In the PDF to Excel page below, can you copy out, word for word, the stretch that opens with the words containing "Frequently asked questions" and closes with "trust extracted totals?"?

Excerpted text
====

PDF to Excel
Extract tables from a PDF into an Excel workbook.
Upload files
Choose a file and hit the action button to process it immediately.
Move PDF tables into an Excel workbook
PDF to Excel conversion extracts recognizable tables into spreadsheet cells. This can save retyping time when figures need sorting, formulas, charting, or further analysis.
How to use PDF to Excel
- Upload a PDF containing clear tables.
- Select Convert to Excel.
- Open the workbook and validate rows, columns, and values.
Common reasons to use it
- Analyzing tabular reports
- Reusing invoice or inventory data
- Moving published figures into a calculation sheet
Before you start
Look for clear row and column boundaries in the source. Tables with consistent alignment, readable text, and simple headers are better candidates than page designs that merely resemble tables. Identify totals or sample records you can use to validate the result. If the PDF is a scan, extraction may be less reliable because characters first have to be interpreted from pixels.
Quality and result checks
Treat conversion as assisted data entry, not as an unquestionable import. Dates may be interpreted as text, leading zeroes can disappear, wrapped rows may split, and nearby tables can combine unexpectedly. Compare row counts and totals with the PDF, inspect formulas before adding them, and verify decimal separators, currency symbols, negative values, and identifiers such as invoice numbers.
Frequently asked questions
Will formulas be recovered from a PDF?
Usually no. A PDF displays calculated results but generally does not retain the spreadsheet formulas that created them.
Why are columns misaligned?
Irregular spacing, merged cells, scans, and missing table borders make it harder to infer where one column ends and another begins.
Can I trust extracted totals?
Always compare important values and totals with the source. Conversion can save typing time, but it still requires validation.

====

Provided records
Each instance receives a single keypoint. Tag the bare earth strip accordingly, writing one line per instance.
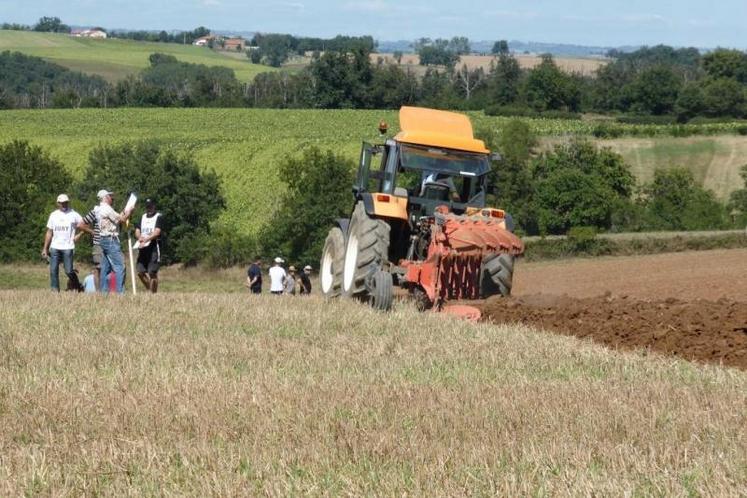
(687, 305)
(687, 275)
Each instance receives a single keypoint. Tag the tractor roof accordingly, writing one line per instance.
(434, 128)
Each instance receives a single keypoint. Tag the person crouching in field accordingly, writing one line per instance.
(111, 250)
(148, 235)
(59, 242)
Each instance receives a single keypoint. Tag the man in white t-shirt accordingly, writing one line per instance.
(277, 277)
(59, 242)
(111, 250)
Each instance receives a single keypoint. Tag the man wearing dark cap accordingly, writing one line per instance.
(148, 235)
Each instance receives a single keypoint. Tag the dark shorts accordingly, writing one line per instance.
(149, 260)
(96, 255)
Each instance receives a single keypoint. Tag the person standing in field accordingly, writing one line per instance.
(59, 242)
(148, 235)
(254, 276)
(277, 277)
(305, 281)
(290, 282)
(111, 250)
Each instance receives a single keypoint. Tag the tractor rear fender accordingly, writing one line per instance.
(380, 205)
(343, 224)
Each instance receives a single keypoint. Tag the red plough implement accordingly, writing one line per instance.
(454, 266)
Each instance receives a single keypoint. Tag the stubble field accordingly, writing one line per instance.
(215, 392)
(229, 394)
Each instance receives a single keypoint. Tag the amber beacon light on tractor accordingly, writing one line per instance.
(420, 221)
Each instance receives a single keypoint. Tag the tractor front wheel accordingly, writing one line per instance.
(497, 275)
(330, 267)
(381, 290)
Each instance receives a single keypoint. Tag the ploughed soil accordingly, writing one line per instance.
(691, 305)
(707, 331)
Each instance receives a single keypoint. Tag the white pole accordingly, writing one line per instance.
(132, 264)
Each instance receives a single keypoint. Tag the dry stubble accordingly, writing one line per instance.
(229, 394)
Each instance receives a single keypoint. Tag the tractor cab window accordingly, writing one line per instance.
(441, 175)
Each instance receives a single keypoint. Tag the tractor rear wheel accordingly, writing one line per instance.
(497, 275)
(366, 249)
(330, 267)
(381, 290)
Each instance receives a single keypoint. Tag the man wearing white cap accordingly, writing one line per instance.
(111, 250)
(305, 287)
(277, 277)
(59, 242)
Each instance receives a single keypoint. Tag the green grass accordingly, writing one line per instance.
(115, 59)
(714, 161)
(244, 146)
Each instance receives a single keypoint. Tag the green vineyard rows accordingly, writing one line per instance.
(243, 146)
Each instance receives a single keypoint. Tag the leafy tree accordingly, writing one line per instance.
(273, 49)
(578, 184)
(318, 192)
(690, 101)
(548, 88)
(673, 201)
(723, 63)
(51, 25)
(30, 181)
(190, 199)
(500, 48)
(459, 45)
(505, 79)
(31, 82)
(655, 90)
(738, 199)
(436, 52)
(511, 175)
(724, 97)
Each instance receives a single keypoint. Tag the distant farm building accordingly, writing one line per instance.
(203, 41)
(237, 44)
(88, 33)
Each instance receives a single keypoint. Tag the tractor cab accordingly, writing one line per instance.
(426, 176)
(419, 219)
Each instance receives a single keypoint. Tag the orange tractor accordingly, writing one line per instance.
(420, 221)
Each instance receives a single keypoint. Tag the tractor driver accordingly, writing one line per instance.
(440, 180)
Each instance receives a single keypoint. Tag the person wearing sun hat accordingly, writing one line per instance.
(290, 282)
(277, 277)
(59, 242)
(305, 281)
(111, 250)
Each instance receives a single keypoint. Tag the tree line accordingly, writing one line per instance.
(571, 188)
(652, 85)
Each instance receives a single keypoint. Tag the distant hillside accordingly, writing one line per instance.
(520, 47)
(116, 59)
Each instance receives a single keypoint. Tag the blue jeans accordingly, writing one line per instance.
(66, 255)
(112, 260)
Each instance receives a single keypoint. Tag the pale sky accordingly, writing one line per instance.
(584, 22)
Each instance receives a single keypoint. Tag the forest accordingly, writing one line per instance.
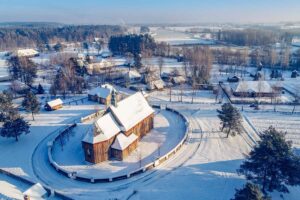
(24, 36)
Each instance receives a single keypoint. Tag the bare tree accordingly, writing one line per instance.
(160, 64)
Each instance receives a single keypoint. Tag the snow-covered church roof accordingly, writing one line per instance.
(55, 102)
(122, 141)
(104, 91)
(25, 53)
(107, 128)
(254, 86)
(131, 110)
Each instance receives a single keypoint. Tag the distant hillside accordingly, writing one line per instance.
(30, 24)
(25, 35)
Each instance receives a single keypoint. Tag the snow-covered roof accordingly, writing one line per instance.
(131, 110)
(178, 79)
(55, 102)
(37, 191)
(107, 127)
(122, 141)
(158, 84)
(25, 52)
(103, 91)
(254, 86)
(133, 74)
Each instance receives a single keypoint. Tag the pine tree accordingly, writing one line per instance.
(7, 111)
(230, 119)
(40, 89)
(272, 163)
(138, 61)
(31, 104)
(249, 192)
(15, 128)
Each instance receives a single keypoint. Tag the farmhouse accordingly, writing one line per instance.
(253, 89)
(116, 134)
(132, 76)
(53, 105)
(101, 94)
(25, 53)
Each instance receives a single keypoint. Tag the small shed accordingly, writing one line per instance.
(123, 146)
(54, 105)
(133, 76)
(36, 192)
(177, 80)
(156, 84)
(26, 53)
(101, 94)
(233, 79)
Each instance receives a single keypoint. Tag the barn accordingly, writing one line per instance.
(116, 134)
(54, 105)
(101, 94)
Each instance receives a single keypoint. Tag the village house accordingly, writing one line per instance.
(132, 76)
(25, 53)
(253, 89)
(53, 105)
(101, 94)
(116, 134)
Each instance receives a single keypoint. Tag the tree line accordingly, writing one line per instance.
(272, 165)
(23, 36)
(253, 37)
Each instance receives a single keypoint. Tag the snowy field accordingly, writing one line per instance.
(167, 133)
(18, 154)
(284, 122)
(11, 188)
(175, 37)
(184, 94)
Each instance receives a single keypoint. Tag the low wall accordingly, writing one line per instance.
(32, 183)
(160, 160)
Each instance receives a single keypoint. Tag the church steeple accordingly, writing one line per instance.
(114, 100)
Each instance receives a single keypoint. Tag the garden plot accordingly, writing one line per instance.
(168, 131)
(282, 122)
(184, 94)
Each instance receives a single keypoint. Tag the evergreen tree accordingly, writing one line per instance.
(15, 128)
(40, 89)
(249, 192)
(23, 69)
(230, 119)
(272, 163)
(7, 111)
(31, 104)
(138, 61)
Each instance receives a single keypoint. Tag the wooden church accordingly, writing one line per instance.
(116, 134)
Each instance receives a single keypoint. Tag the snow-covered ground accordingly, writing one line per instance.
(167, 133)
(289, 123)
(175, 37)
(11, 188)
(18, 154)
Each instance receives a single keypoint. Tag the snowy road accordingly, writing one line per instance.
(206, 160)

====

Result below
Frequently asked questions
Will formulas be recovered from a PDF?
Usually no. A PDF displays calculated results but generally does not retain the spreadsheet formulas that created them.
Why are columns misaligned?
Irregular spacing, merged cells, scans, and missing table borders make it harder to infer where one column ends and another begins.
Can I trust extracted totals?